Aim of the task = Copy everything from the line containing "Segment every instance of the white" down to the line containing "150 27 L 152", renaming "white cloud" to "gray cloud" and keeping the rest unchanged.

Provided entries =
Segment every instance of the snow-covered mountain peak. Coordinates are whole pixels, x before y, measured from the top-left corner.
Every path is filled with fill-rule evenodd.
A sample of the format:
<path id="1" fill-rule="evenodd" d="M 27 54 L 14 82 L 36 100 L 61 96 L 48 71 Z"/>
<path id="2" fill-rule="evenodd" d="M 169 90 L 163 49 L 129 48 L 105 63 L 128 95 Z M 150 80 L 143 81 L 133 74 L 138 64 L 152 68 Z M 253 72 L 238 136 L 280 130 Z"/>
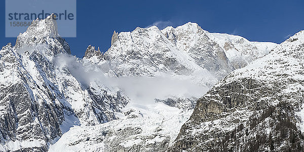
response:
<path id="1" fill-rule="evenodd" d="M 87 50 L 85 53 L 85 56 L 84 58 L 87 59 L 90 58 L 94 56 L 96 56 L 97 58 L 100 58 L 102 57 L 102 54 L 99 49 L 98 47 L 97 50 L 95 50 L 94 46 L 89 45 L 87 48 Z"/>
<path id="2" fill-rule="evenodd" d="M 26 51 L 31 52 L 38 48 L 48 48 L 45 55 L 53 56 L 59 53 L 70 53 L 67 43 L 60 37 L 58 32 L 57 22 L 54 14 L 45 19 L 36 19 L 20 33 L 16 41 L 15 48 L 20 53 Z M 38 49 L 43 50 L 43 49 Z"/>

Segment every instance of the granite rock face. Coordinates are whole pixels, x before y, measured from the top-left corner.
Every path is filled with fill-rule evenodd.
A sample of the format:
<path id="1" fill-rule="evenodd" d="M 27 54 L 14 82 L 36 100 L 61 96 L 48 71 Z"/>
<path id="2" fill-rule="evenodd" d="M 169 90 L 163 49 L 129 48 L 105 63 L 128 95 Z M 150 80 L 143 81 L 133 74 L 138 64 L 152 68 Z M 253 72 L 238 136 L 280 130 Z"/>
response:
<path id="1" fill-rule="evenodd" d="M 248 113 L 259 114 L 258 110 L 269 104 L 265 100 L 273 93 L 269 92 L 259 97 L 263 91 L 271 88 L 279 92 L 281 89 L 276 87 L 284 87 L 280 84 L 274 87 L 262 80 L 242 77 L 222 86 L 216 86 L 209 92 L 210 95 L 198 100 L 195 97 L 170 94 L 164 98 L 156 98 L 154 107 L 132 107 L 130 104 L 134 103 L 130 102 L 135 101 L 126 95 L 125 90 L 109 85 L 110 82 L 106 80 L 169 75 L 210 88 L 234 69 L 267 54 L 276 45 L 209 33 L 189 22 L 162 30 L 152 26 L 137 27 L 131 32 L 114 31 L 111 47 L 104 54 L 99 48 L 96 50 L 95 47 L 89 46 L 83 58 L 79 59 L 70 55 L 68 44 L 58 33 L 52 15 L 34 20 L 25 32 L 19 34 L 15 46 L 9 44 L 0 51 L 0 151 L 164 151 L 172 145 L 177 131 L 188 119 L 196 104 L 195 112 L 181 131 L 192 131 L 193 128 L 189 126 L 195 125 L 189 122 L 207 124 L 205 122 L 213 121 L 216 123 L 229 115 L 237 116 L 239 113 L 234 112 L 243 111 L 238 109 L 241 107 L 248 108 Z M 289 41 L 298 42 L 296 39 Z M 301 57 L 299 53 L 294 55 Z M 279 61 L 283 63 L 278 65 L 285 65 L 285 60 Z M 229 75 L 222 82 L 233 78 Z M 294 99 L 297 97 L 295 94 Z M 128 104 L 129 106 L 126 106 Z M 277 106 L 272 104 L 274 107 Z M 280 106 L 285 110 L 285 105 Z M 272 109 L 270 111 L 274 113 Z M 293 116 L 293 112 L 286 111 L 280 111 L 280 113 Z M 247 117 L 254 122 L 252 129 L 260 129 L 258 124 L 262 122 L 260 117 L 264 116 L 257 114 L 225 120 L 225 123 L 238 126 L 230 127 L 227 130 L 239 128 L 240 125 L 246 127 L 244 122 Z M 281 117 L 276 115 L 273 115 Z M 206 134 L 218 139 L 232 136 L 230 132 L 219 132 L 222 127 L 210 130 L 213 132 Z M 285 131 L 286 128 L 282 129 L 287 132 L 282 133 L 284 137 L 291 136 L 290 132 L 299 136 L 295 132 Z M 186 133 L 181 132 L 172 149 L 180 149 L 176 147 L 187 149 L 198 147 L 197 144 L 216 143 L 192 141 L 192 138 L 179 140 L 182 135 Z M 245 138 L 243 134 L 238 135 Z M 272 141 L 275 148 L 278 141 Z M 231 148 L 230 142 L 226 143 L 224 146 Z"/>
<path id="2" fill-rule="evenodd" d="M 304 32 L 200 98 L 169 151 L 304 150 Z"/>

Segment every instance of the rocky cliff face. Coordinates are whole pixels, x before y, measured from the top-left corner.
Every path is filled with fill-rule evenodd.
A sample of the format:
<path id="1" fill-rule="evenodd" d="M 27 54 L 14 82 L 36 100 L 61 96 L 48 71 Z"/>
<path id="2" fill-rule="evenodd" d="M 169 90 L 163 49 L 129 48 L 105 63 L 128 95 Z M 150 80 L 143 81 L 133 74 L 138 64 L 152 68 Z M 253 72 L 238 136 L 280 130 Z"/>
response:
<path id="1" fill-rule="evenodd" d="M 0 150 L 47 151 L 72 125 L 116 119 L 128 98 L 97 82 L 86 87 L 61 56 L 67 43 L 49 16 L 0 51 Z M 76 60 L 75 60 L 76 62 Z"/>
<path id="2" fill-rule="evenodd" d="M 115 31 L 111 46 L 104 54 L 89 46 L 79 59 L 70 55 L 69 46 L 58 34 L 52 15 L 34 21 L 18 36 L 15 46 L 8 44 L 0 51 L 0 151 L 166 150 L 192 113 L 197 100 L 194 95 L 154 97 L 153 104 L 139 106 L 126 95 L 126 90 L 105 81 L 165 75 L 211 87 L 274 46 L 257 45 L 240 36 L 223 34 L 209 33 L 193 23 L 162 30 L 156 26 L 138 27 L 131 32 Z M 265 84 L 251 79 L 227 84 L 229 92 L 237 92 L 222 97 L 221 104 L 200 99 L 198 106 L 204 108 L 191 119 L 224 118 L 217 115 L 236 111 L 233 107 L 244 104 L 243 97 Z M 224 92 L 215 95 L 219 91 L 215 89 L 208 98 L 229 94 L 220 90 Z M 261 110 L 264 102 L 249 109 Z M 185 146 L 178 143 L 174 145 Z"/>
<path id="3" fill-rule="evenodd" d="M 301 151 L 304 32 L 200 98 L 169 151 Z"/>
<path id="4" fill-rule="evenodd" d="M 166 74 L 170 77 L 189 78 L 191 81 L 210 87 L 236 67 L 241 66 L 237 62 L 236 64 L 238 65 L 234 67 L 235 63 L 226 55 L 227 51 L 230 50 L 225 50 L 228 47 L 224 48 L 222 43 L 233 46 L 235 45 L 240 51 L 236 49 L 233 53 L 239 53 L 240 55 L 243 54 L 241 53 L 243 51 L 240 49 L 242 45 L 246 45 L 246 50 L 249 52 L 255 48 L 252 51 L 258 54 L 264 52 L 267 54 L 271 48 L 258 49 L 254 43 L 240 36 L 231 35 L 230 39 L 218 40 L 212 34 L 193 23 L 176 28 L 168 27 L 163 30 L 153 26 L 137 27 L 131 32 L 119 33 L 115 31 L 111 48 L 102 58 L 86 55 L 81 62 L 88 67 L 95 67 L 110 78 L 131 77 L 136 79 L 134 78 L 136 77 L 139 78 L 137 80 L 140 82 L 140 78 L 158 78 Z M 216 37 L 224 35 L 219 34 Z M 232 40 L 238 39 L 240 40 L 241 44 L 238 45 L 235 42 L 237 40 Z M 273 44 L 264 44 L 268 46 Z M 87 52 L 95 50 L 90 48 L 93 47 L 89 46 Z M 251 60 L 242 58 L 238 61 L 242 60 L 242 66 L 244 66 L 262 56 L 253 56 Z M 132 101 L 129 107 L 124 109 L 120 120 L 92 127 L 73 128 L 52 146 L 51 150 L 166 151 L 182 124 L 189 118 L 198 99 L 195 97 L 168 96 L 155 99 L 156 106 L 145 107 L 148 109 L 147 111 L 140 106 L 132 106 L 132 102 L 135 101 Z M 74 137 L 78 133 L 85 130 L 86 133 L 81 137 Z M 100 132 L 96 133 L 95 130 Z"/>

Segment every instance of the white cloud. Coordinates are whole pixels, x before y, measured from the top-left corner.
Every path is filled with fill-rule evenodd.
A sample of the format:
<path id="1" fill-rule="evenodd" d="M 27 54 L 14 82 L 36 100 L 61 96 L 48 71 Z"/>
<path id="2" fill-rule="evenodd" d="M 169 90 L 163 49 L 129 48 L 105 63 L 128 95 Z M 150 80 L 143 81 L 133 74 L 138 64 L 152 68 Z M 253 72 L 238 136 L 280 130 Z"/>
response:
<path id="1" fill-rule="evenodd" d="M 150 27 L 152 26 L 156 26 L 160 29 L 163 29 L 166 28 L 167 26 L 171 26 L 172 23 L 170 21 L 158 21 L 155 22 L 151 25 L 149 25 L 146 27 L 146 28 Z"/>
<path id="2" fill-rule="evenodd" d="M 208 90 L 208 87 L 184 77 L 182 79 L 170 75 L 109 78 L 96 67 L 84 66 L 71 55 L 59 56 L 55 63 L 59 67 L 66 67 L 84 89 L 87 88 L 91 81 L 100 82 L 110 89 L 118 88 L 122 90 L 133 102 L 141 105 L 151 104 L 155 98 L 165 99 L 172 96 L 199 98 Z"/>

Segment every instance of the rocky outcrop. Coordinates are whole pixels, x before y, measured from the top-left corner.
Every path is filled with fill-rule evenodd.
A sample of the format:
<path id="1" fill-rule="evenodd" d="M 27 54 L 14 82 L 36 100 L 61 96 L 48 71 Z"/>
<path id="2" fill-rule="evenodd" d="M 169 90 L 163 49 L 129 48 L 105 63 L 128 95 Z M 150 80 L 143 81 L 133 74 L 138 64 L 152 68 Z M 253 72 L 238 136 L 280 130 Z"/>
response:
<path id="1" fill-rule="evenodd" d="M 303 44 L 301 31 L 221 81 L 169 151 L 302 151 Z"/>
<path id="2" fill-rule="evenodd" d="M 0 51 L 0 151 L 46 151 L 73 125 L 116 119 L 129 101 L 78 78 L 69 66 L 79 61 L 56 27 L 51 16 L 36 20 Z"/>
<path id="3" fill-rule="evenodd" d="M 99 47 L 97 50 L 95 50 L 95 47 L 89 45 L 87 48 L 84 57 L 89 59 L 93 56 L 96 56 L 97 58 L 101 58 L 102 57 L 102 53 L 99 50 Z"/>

---

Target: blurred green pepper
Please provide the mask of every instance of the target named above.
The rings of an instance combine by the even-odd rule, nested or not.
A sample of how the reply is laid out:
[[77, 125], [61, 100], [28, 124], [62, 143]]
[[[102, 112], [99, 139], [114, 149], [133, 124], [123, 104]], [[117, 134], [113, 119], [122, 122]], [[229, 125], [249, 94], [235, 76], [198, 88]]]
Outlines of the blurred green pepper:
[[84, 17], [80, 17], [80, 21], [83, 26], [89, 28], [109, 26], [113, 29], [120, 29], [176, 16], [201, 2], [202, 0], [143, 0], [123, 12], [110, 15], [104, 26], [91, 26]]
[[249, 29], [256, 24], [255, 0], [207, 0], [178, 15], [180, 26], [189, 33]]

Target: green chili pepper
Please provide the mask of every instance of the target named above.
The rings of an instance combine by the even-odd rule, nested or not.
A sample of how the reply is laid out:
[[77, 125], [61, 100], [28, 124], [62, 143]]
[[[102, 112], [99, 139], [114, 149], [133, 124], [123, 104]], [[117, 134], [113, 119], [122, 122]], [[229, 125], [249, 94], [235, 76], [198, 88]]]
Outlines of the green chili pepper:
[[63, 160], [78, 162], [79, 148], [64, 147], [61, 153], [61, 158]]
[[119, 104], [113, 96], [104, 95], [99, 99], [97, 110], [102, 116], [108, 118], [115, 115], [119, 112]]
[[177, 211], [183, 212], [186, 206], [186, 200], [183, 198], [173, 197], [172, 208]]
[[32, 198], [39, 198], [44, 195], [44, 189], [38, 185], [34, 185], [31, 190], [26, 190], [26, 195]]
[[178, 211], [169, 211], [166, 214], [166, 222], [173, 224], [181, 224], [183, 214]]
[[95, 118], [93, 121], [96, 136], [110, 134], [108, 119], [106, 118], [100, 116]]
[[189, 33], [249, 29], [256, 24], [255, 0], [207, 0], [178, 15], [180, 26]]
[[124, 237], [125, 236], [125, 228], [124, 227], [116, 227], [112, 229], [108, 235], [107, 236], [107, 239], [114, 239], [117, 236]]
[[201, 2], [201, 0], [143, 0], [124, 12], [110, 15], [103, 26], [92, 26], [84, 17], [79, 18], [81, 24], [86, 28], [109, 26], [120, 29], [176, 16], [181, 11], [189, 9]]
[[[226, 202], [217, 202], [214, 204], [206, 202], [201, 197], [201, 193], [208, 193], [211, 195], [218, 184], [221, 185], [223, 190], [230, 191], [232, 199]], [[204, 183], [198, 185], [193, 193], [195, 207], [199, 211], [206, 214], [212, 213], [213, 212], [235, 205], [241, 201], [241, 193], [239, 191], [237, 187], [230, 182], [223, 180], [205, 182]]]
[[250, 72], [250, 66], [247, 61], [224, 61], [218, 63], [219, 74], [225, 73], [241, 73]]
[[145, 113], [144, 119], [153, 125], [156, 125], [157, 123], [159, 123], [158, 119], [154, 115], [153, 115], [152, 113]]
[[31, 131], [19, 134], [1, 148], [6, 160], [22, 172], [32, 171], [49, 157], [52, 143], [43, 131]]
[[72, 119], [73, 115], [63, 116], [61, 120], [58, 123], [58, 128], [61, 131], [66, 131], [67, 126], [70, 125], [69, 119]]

Response =
Segment every instance of the gray cloud. Coordinates are whole pixels, x before y, measured from the top-left corner.
Every path is filled with fill-rule evenodd.
A sample of the format:
<path id="1" fill-rule="evenodd" d="M 27 54 L 14 82 L 36 100 L 61 96 L 48 71 Z"/>
<path id="2" fill-rule="evenodd" d="M 169 90 L 163 49 L 129 48 L 105 63 L 128 95 Z M 150 80 L 143 81 L 133 74 L 138 64 L 152 68 Z M 253 72 L 238 136 L 280 130 Z"/>
response:
<path id="1" fill-rule="evenodd" d="M 150 27 L 152 26 L 156 26 L 160 29 L 163 29 L 166 28 L 167 26 L 171 26 L 172 23 L 170 21 L 158 21 L 155 22 L 151 25 L 149 25 L 146 27 L 146 28 Z"/>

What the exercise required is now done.